# [Textauszug]

Freitag, 9. Mai 2025

Big DataUngehobener Schatz?

[23.04.2013] Ob Big Data mehr ist als Business Intelligence, also die Steuerung mit Zahlen, beschäftigt auch die öffentlichen IT-Dienstleister. Denn die Verknüpfung von strukturierten und unstrukturierten Daten kann Kommunen Erkenntnisse für optimierte Entscheidungen liefern.
Big Data verknüpft strukturierte und unstrukturierte Daten.

Big Data verknüpft strukturierte und unstrukturierte Daten.

(Bildquelle: PEAK)

Big Data ist ein neuer Megatrend in der IT. Riesige Datenbestände lagern auf Servern von Unternehmen, wissenschaftlichen Institutionen und öffentlichen Verwaltungen. Neben offiziellen Datenerhebungen und amtlichen Statistiken sind dies Nutzer- und Produktdaten, Bewegungsprofile, Geodaten, Verkehrsinformationen, Börsenkurse, Aufstellungen über Web-Traffic sowie Daten aus sozialen Netzwerken. Zählt man die einzelnen Bits zusammen, kommt eine Zahl mit 21 en heraus: 2,8 Zettabyte. Bis zum Jahr 2020 sollen es laut der Digital-Universe-Studie 40 Zettabyte sein.

Einsatzgebiete in Privatwirtschaft und Public Sector

Die einen sehen darin einen ungehobenen Datenschatz, wertvolle Rohstoffe und Ressourcen, die anderen sprechen von toten Daten: 80 Prozent der Datenbestände seien unbrauchbar, weil sie in nicht strukturierter Form vorliegen und mit den bislang vorhandenen Werkzeugen nicht richtig bearbeitet werden können. Big Data tritt nun an, durch geschicktes und schnelles Analysieren, Kombinieren und Korrellieren zu neuen Aussagen und produktiven Erkenntnissen zu gelangen. Google-Suchanfragen werden etwa daraufhin untersucht, ob sich bestimmte Ereignisse vorhersagen lassen. Erkundigen sich Nutzer vermehrt nach Begriffen wie Grippe, Influenza und Tamiflu, könnte dem entsprechenden Gebiet eine Epidemie bevorstehen. Banken und Kreditinstitute wie die HSBC-Bank setzen Big-Data-Analysen ein, um Kreditkartenbetrug in Echtzeit zu erkennen. Dabei werden Kundenmuster angelegt und verglichen, sodass ungewöhnliche Kontobewegungen sofort auffallen.

# [Punktmarkierungen für beschriftete Objekte]
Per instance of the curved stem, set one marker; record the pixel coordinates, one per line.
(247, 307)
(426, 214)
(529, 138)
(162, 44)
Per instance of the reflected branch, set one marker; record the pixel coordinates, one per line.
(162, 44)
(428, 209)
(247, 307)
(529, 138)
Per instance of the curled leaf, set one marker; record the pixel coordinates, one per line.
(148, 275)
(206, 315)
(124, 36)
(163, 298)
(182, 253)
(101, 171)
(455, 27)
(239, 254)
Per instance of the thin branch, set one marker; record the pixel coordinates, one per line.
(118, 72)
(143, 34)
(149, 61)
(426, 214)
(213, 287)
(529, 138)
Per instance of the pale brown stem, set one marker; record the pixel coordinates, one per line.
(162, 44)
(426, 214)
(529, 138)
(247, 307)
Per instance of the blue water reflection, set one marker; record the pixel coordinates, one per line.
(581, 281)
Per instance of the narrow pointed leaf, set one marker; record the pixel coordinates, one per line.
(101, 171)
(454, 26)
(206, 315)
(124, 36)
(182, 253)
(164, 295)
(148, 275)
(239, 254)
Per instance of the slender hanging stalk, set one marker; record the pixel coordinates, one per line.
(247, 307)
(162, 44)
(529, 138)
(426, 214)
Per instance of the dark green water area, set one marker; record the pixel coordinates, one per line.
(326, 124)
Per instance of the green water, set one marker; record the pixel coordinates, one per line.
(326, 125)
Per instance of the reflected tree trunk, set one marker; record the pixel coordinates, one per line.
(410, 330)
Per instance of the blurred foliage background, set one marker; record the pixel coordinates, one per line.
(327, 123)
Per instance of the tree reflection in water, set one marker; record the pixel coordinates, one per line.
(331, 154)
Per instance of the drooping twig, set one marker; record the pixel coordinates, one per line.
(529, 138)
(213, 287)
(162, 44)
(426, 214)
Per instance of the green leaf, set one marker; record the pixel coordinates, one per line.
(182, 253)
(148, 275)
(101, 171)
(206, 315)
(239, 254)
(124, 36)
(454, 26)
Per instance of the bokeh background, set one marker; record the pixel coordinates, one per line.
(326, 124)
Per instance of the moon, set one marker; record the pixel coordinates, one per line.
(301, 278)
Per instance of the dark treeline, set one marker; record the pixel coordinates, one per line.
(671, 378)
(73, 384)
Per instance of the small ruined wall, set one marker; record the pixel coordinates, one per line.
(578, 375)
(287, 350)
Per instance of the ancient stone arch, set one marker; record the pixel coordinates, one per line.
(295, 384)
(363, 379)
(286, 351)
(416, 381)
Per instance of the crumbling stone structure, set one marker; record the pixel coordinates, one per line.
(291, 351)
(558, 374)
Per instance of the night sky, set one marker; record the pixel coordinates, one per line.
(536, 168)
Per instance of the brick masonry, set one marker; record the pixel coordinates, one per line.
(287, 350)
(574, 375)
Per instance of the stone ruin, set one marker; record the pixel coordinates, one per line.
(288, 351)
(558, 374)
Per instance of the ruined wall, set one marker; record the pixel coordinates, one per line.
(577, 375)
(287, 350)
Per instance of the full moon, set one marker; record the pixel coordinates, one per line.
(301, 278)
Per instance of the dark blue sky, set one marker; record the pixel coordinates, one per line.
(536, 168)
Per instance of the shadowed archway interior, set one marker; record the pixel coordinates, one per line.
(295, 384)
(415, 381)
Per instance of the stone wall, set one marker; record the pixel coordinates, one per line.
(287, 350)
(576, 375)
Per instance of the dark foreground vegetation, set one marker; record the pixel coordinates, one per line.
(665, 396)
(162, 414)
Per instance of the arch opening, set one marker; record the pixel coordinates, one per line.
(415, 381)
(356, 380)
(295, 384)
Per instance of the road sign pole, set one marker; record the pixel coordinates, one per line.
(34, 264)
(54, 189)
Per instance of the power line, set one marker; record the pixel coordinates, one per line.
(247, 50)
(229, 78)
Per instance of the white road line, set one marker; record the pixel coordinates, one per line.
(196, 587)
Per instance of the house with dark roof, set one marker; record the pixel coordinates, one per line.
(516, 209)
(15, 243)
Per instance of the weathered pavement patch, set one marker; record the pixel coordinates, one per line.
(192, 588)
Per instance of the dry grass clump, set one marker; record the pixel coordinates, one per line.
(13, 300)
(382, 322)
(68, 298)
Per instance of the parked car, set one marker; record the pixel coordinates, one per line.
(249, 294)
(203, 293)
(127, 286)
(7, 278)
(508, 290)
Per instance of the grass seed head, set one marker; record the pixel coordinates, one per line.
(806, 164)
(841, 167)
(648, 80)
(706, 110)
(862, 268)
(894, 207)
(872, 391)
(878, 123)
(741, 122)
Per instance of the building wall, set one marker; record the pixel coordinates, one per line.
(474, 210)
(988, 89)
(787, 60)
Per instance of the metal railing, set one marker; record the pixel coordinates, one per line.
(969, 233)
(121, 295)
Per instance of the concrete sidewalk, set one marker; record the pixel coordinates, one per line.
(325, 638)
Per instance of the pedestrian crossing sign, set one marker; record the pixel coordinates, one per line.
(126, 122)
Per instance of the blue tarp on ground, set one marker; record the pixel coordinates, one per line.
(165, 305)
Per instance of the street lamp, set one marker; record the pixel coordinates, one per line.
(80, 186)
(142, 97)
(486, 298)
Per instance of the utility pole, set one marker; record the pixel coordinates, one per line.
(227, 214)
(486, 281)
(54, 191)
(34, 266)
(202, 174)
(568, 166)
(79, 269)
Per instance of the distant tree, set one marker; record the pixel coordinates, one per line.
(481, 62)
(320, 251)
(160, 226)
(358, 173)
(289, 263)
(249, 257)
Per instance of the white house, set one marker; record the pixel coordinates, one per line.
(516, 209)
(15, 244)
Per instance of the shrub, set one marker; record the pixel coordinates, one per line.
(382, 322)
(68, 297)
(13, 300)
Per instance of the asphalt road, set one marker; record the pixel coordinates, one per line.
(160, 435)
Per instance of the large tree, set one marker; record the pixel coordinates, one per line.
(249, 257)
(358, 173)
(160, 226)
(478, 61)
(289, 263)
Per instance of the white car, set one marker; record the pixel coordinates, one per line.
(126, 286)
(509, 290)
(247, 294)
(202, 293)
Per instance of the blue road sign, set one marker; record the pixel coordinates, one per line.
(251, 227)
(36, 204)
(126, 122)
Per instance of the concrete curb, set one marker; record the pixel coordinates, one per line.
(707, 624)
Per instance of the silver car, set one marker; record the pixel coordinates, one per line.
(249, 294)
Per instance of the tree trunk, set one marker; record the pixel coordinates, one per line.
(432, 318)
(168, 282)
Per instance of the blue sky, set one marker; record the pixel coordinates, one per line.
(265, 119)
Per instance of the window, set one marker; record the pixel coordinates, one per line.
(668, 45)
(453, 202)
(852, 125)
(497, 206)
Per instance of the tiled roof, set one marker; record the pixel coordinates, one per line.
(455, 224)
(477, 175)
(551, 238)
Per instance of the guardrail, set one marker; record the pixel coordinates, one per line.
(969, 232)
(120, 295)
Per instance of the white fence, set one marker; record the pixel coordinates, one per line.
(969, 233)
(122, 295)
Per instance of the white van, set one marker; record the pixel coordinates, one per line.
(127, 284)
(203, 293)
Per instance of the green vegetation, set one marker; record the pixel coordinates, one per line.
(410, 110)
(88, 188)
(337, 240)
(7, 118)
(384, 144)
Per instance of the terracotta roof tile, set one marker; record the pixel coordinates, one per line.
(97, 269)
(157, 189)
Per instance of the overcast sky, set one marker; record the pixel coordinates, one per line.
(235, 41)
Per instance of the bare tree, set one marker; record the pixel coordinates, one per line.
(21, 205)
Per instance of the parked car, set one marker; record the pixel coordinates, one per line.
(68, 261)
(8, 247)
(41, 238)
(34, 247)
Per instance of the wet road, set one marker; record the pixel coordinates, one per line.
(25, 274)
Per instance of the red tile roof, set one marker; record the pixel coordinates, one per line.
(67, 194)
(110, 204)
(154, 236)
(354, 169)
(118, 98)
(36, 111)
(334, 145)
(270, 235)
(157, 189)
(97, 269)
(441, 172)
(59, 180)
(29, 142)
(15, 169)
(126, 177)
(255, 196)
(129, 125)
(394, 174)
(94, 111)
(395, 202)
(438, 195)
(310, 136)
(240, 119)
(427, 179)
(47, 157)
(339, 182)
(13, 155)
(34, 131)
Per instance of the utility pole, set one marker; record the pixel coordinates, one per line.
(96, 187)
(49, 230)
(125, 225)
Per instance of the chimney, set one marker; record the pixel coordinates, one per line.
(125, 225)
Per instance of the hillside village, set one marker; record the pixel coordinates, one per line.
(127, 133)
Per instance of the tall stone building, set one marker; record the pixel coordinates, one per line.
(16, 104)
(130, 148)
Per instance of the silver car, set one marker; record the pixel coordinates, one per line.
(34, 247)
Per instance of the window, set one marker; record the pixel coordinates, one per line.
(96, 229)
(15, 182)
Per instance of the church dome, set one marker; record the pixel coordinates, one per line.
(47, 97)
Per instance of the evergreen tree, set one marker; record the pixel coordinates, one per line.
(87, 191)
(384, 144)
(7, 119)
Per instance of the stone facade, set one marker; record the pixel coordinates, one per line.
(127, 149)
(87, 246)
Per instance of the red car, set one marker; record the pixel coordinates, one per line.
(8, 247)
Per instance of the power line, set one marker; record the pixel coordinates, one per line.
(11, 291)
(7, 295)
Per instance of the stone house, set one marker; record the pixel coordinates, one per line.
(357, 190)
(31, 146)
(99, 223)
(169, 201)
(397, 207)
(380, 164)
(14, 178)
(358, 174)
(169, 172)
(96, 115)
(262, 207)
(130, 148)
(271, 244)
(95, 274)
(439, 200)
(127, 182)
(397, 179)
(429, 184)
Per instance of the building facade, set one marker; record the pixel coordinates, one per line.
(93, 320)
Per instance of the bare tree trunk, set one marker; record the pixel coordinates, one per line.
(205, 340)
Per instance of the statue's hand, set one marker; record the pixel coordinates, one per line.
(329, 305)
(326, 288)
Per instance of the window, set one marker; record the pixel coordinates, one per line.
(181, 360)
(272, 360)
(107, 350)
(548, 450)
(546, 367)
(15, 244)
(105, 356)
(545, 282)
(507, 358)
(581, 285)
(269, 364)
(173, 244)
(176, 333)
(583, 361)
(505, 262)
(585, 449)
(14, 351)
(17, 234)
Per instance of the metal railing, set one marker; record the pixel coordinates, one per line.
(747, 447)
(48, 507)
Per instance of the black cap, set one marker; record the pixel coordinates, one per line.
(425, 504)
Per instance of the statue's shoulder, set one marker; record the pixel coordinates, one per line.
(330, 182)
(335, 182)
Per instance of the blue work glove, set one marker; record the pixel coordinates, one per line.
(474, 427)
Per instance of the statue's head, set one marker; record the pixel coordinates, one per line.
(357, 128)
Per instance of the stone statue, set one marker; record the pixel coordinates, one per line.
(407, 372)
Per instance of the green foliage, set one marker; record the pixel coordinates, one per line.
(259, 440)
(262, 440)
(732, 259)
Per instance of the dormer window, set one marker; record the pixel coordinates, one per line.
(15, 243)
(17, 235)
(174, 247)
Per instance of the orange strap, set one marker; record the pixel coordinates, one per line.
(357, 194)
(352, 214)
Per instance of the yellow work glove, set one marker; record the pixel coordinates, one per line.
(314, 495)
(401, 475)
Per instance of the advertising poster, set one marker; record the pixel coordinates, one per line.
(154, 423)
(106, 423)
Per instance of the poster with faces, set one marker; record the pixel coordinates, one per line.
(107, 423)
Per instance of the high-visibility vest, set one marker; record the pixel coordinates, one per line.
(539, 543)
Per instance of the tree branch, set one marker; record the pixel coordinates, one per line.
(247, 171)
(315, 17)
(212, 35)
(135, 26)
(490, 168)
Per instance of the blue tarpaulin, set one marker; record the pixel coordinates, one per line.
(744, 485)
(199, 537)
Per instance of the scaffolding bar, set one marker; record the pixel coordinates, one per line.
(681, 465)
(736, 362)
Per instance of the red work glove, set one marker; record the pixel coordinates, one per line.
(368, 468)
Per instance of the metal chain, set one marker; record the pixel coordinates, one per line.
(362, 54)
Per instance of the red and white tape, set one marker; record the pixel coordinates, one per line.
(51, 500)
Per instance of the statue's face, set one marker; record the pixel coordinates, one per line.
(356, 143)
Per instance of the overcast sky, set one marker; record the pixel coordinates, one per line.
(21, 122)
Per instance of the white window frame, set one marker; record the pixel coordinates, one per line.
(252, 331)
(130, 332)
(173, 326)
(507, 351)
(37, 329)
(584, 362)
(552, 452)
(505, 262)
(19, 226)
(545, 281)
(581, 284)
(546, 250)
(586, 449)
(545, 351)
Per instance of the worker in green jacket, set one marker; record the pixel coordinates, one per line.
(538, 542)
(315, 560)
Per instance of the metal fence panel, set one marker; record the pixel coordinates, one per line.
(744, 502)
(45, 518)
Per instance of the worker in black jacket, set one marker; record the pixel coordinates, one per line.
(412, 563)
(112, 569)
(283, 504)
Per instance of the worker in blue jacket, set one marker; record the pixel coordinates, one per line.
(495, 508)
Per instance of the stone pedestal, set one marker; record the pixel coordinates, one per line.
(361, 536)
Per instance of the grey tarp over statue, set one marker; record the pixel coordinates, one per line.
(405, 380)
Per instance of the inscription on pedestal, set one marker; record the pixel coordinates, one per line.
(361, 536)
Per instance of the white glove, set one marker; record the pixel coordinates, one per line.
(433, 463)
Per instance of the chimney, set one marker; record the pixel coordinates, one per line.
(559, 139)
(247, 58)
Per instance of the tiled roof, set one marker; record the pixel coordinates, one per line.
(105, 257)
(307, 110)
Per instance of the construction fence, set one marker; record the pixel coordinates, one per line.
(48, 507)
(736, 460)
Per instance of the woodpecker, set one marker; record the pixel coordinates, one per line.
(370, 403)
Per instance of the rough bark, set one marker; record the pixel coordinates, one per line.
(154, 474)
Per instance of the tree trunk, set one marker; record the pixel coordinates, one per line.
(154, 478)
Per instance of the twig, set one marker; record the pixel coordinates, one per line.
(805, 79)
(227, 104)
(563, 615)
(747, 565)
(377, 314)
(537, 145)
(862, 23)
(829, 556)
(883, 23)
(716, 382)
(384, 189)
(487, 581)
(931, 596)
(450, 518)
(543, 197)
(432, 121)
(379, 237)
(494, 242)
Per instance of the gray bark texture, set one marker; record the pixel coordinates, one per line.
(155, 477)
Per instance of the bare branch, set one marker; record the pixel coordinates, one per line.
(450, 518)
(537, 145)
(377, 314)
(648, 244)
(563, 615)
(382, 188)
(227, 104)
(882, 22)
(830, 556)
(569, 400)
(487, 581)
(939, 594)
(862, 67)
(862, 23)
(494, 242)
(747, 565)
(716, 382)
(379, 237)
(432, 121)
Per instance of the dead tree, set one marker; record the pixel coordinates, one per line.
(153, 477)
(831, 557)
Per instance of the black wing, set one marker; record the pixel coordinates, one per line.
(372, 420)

# [Aufgaben]
A) Welche Datenmenge soll laut dem Textauszug bis zum Jahr 2020 erreicht sein?
B) Führe jede Zeile der Auflistung auf, in der die Zeichenfolge „head“ vorkommt.
Textauszug und Auflistung stehen in keinem Zusammenhang zueinander.

# [Lösungen]
A) 40 Zettabyte.

B)
Per instance of the grass seed head, set one marker; record the pixel coordinates, one per line.
Per instance of the statue's head, set one marker; record the pixel coordinates, one per line.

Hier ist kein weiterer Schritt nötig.